Requirement ▸
Which lines in the records contain the string "query"? Show each of them, treating uppercase and lowercase as different.

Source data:
====

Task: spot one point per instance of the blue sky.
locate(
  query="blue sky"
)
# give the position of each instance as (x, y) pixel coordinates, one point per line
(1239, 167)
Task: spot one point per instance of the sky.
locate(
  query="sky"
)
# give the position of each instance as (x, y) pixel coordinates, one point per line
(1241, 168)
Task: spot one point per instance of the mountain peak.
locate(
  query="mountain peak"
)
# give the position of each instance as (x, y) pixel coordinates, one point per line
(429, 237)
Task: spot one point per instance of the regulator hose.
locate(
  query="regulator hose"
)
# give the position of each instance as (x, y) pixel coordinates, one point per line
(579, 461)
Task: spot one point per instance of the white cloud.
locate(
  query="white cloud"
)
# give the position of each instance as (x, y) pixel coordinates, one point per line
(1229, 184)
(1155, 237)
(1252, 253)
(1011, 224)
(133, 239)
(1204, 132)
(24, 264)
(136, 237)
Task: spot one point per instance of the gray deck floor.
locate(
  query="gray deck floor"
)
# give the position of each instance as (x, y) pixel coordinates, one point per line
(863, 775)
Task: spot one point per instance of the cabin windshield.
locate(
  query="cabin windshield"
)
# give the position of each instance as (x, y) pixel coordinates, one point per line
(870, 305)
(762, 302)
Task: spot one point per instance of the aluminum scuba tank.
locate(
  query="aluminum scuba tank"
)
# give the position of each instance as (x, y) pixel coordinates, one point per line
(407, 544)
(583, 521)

====

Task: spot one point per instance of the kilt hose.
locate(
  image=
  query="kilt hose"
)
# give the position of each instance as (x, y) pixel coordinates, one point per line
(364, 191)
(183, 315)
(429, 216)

====

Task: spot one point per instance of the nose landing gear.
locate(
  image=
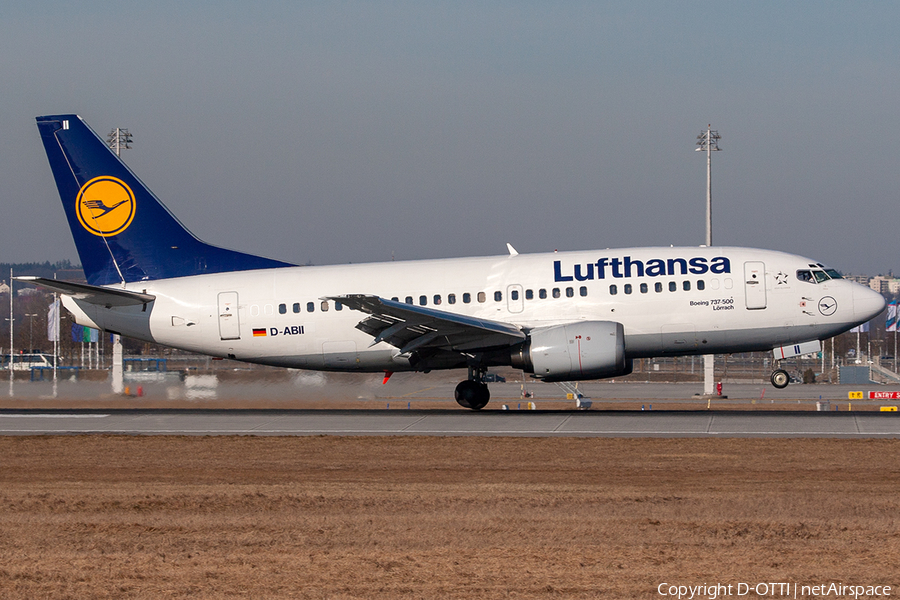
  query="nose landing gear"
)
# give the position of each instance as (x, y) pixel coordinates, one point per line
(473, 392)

====

The output ▸
  query="blue sky"
  query="sky"
  query="mountain peak"
  query="regulator hose"
  query="white cloud"
  query="gray deck floor"
  query="cabin windshield"
  query="aluminum scuba tank"
  query="kilt hose"
  query="nose landing gear"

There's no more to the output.